● Task to carry out: Render every line below as a numbered list, skipping blank lines and leaving out the pictures.

---*---

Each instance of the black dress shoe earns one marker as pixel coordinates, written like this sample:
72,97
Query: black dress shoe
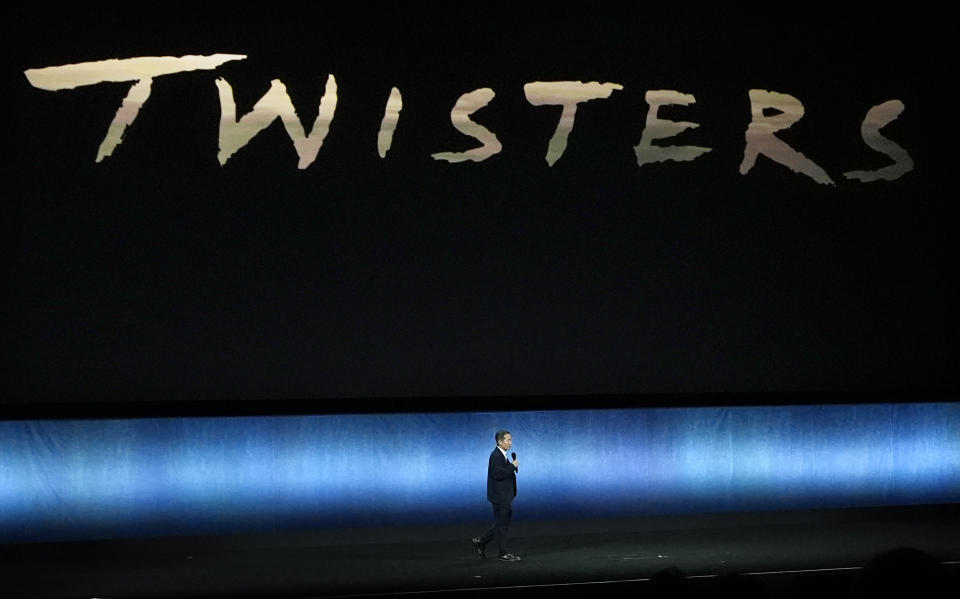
480,549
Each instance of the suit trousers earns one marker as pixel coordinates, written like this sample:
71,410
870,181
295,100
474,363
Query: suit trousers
502,513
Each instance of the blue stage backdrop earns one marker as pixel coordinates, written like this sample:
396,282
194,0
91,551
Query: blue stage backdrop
86,479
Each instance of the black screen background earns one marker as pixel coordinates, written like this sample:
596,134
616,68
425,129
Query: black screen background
158,275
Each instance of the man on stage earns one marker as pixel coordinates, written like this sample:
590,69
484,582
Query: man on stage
501,489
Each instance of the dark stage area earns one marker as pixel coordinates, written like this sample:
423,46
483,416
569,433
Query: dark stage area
781,554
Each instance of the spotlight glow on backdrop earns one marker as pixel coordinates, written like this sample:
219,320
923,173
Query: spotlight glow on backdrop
92,479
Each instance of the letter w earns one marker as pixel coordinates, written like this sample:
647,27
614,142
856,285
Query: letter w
234,134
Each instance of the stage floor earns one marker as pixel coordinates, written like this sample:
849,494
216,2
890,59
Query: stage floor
778,551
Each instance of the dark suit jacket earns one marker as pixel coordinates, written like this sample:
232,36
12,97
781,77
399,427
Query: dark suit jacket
501,479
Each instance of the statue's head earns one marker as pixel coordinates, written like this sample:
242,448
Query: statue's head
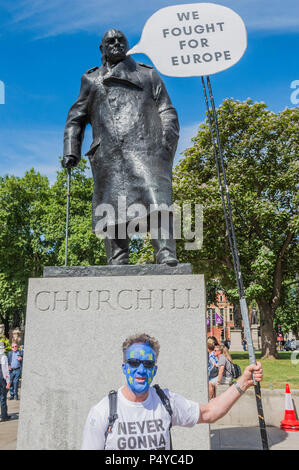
114,46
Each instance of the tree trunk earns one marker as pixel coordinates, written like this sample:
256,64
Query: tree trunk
268,334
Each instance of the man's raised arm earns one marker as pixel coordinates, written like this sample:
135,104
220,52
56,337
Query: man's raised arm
219,406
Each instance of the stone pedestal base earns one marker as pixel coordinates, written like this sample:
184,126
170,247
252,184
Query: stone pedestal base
75,327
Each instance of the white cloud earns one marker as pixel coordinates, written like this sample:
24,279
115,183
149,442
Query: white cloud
50,18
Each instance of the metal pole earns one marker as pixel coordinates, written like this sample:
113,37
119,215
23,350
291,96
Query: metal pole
67,214
234,250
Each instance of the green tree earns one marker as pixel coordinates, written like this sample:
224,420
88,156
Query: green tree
23,248
287,314
32,235
260,151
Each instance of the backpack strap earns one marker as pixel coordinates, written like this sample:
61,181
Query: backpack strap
112,412
166,403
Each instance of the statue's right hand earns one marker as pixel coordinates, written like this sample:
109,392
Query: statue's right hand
69,161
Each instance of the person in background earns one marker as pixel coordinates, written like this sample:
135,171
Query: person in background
4,383
15,358
225,375
212,367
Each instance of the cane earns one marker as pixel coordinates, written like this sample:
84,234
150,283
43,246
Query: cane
67,213
234,250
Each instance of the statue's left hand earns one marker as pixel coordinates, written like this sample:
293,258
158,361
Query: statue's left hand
69,161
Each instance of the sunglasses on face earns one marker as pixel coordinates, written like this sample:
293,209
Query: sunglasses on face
136,363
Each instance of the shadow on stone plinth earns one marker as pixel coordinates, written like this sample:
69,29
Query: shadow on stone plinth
117,270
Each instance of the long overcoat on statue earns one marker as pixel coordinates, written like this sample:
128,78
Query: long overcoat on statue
135,132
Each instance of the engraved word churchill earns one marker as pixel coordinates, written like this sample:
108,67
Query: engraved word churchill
122,299
135,132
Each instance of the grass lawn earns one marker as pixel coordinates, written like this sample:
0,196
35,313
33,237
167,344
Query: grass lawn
276,372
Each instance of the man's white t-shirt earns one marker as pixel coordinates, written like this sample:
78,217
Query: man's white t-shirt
140,425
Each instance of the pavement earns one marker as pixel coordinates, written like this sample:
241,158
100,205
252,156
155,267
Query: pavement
222,437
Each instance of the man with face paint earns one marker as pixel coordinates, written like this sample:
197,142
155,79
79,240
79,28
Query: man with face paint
142,421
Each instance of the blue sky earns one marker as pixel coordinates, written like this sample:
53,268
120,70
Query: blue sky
46,45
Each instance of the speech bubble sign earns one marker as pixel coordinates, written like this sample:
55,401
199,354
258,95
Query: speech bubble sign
195,39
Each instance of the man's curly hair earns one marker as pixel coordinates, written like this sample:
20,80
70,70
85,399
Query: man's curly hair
142,338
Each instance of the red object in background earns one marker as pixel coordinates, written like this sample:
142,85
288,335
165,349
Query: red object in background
289,423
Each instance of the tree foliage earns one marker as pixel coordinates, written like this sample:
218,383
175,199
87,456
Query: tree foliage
32,235
260,152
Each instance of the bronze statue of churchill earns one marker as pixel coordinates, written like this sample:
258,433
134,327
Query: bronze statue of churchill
135,132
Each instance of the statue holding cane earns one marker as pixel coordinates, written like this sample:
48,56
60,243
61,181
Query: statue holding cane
135,133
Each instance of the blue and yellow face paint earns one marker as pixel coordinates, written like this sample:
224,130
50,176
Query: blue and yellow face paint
139,378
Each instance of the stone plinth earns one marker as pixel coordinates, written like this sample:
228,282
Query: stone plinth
75,327
121,270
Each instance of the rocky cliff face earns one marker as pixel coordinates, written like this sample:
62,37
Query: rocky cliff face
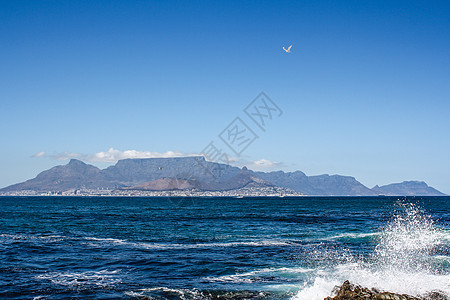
348,291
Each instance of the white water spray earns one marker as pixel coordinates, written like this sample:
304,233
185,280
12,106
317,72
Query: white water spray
406,260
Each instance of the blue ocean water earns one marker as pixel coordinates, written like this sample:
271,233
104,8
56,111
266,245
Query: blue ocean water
220,248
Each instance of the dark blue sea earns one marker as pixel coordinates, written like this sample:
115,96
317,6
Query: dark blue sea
221,248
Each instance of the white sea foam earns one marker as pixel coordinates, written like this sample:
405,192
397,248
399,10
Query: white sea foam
352,236
167,246
402,262
103,278
248,277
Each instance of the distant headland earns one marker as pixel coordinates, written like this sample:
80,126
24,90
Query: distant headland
195,176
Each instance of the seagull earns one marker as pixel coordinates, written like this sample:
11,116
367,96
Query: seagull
288,50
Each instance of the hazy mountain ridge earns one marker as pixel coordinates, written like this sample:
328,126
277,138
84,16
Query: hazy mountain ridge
195,172
407,188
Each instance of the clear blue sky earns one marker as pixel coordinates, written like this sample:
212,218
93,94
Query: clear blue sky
365,91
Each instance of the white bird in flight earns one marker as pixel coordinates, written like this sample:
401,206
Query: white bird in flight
288,50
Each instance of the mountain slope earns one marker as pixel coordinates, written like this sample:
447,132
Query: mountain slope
195,172
407,188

---*---

● Result:
1. Each instance of the black dress shoe earns one marker as pixel coordinates, written like this sample:
2. 72,97
3. Query: black dress shoe
4. 480,549
5. Each instance of the suit trousers earns one marker as pixel coordinates, written like this sample:
6. 71,410
7. 870,181
8. 295,100
9. 474,363
10. Query: suit trousers
11. 502,513
12. Each instance of the blue stage backdrop earns one marker as pixel coordinates, written like this sample:
13. 396,282
14. 194,0
15. 91,551
16. Query: blue stage backdrop
17. 86,479
18. Each instance of the black screen background earns one marker as pixel coordinates, written like this sample:
19. 596,134
20. 616,68
21. 425,129
22. Query: black screen background
23. 158,275
24. Each instance of the man on stage earns one marker as pixel coordinates, written like this sample:
25. 590,69
26. 484,582
27. Query: man on stage
28. 501,489
29. Each instance of the dark stage area earns one marker as pixel coordinates, written like this sample:
30. 423,46
31. 483,416
32. 569,433
33. Query: dark stage area
34. 781,554
35. Each instance of the spotlight glow on backdrop earns one marker as pixel coordinates, written like this sample:
36. 219,320
37. 923,173
38. Query: spotlight glow on backdrop
39. 92,479
40. Each instance of the letter w earns one marker as pixel coordinates, written like this sample:
41. 647,27
42. 614,142
43. 856,285
44. Query: letter w
45. 234,134
46. Each instance of the stage floor earns one marker as pixel coordinates, written like this sample:
47. 849,494
48. 216,2
49. 890,59
50. Query: stage floor
51. 778,551
52. Each instance of the dark suit jacket earns one marker as pixel coordinates, written like this sample:
53. 232,36
54. 12,97
55. 781,77
56. 399,427
57. Query: dark suit jacket
58. 501,479
59. Each instance of the statue's head earns one marker as pixel coordinates, written like this sample:
60. 242,448
61. Query: statue's head
62. 114,46
63. Each instance of the tree trunk earns one marker as pixel coordinates, written like this sample:
64. 256,64
65. Query: tree trunk
66. 268,334
67. Each instance of the man's raised arm earns one marker as pixel coordinates, written like this sample:
68. 135,104
69. 220,52
70. 56,337
71. Query: man's raised arm
72. 219,406
73. Each instance of the stone pedestal base earns one marker as pixel coordinates, written like this sample:
74. 184,126
75. 170,247
76. 252,184
77. Query: stone pedestal base
78. 75,327
79. Each instance of the white cloud earns one marker as pixel coordinates, written like this sample:
80. 24,279
81. 115,183
82. 149,442
83. Query: white cloud
84. 50,18
85. Each instance of the metal pole earns one marker as pixel coordinates, written like this sample:
86. 113,37
87. 119,215
88. 23,350
89. 291,96
90. Query: metal pole
91. 67,214
92. 234,250
93. Each instance of the green tree earns one marker as pixel coordinates, written like this sample:
94. 224,420
95. 88,156
96. Query: green tree
97. 23,248
98. 287,314
99. 32,235
100. 260,151
101. Each instance of the backpack strap earns one marker as pixel coordinates, written like this sample:
102. 61,181
103. Query: backpack strap
104. 112,412
105. 166,403
106. Each instance of the statue's right hand earns one marker as pixel coordinates, written like this sample:
107. 109,392
108. Query: statue's right hand
109. 69,161
110. Each instance of the person in background earns one marker as pixel coordinates, written like this sample:
111. 135,171
112. Query: person in background
113. 4,383
114. 15,358
115. 225,375
116. 212,367
117. Each instance of the cane earns one marker as pixel coordinates, written like this sample:
118. 84,234
119. 150,283
120. 43,246
121. Query: cane
122. 67,213
123. 234,250
124. Each instance of the statue's left hand earns one marker as pixel coordinates, written like this sample:
125. 293,258
126. 158,361
127. Query: statue's left hand
128. 69,161
129. Each instance of the sunglasses on face earns one marker as pixel coordinates, written like this sample:
130. 293,209
131. Query: sunglasses on face
132. 136,363
133. Each instance of the shadow on stone plinth earns one marker as pixel coordinates, written like this sample:
134. 69,29
135. Query: shadow on stone plinth
136. 117,270
137. Each instance of the long overcoat on statue earns one marker as pixel coordinates, written like this sample:
138. 128,78
139. Query: long overcoat on statue
140. 135,132
141. Each instance of the engraved word churchill earns one marker as pixel coordinates, written like this sample:
142. 108,67
143. Query: engraved word churchill
144. 122,299
145. 135,132
146. Each instance of the grass lawn earns one marker as pixel coordinates, written like this sample:
147. 0,196
148. 35,313
149. 33,237
150. 167,344
151. Query: grass lawn
152. 276,372
153. Each instance of the man's white t-shirt earns one marker as pixel coordinates, written like this sample:
154. 78,217
155. Query: man's white t-shirt
156. 140,425
157. Each instance of the pavement earns one marker as pixel coordinates, written like this sample:
158. 241,158
159. 100,205
160. 252,156
161. 155,267
162. Query: pavement
163. 222,437
164. Each instance of the man with face paint earns one marker as pixel coordinates, written like this sample:
165. 197,142
166. 155,79
167. 79,240
168. 79,28
169. Query: man with face paint
170. 142,421
171. Each instance of the blue sky earns one marker as pixel coordinates, written like this sample:
172. 53,268
173. 120,70
174. Query: blue sky
175. 46,45
176. Each instance of the speech bubble sign earns one marker as pixel coordinates, written like this sample:
177. 55,401
178. 199,354
179. 258,95
180. Query: speech bubble sign
181. 195,39
182. Each instance of the man's curly hair earns one marker as pixel coordinates, written like this sample:
183. 20,80
184. 70,70
185. 85,399
186. Query: man's curly hair
187. 142,338
188. Each instance of the red object in background earns one marker as pixel coordinates, written like this sample:
189. 142,85
190. 288,335
191. 165,349
192. Query: red object in background
193. 289,423
194. Each instance of the tree foliage earns one marker as pixel coordinates, written like this sample:
195. 218,383
196. 175,199
197. 87,456
198. Query: tree foliage
199. 32,235
200. 260,152
201. Each instance of the bronze statue of churchill earns one marker as pixel coordinates, written like this sample:
202. 258,433
203. 134,327
204. Query: bronze statue of churchill
205. 135,132
206. Each instance of the statue holding cane earns one marker as pixel coordinates, written like this sample:
207. 48,56
208. 60,243
209. 61,181
210. Query: statue holding cane
211. 135,133
212. Each instance of the blue and yellow face paint earns one marker as pixel coordinates, written like this sample:
213. 224,130
214. 50,176
215. Query: blue and yellow face paint
216. 139,378
217. Each instance of the stone plinth earns one marker as pixel coordinates, written like this sample:
218. 228,282
219. Query: stone plinth
220. 75,327
221. 121,270
222. Each instance of the rocky cliff face earns one marker as pixel coordinates, written like this sample:
223. 62,37
224. Query: rocky cliff face
225. 348,291
226. Each instance of the white water spray earns one marker as pixel coordinates, written like this sample:
227. 304,233
228. 185,280
229. 12,106
230. 317,72
231. Query: white water spray
232. 406,260
233. Each instance of the blue ocean water earns one marker as pixel coordinates, written like this sample:
234. 271,233
235. 104,8
236. 56,111
237. 266,245
238. Query: blue ocean water
239. 220,248
240. Each instance of the dark blue sea earns one marker as pixel coordinates, written like this sample:
241. 115,96
242. 317,6
243. Query: dark blue sea
244. 221,248
245. Each instance of the white sea foam earns one marker as pixel coordinates, written like this sample:
246. 405,192
247. 397,248
248. 399,10
249. Query: white sea foam
250. 352,236
251. 167,246
252. 402,262
253. 103,278
254. 248,277
255. Each instance of the distant headland earns one marker as pixel coordinates, written like this sample:
256. 80,126
257. 24,90
258. Query: distant headland
259. 195,176
260. Each instance of the seagull earns one marker as pixel coordinates, written like this sample:
261. 11,116
262. 367,96
263. Query: seagull
264. 288,50
265. Each instance of the hazy mountain ridge earns one marker as pixel coordinates, written like this sample:
266. 328,126
267. 277,138
268. 84,16
269. Query: hazy mountain ridge
270. 195,172
271. 407,188
272. Each instance of the clear blue sky earns one marker as pixel coordinates, written like this sample:
273. 212,218
274. 93,94
275. Query: clear blue sky
276. 365,91
277. Each instance of the white bird in flight earns one marker as pixel coordinates, written like this sample:
278. 401,206
279. Query: white bird in flight
280. 288,50
281. Each instance of the mountain slope earns one marker as pixel coordinates, written like this sample:
282. 447,132
283. Query: mountain slope
284. 195,172
285. 407,188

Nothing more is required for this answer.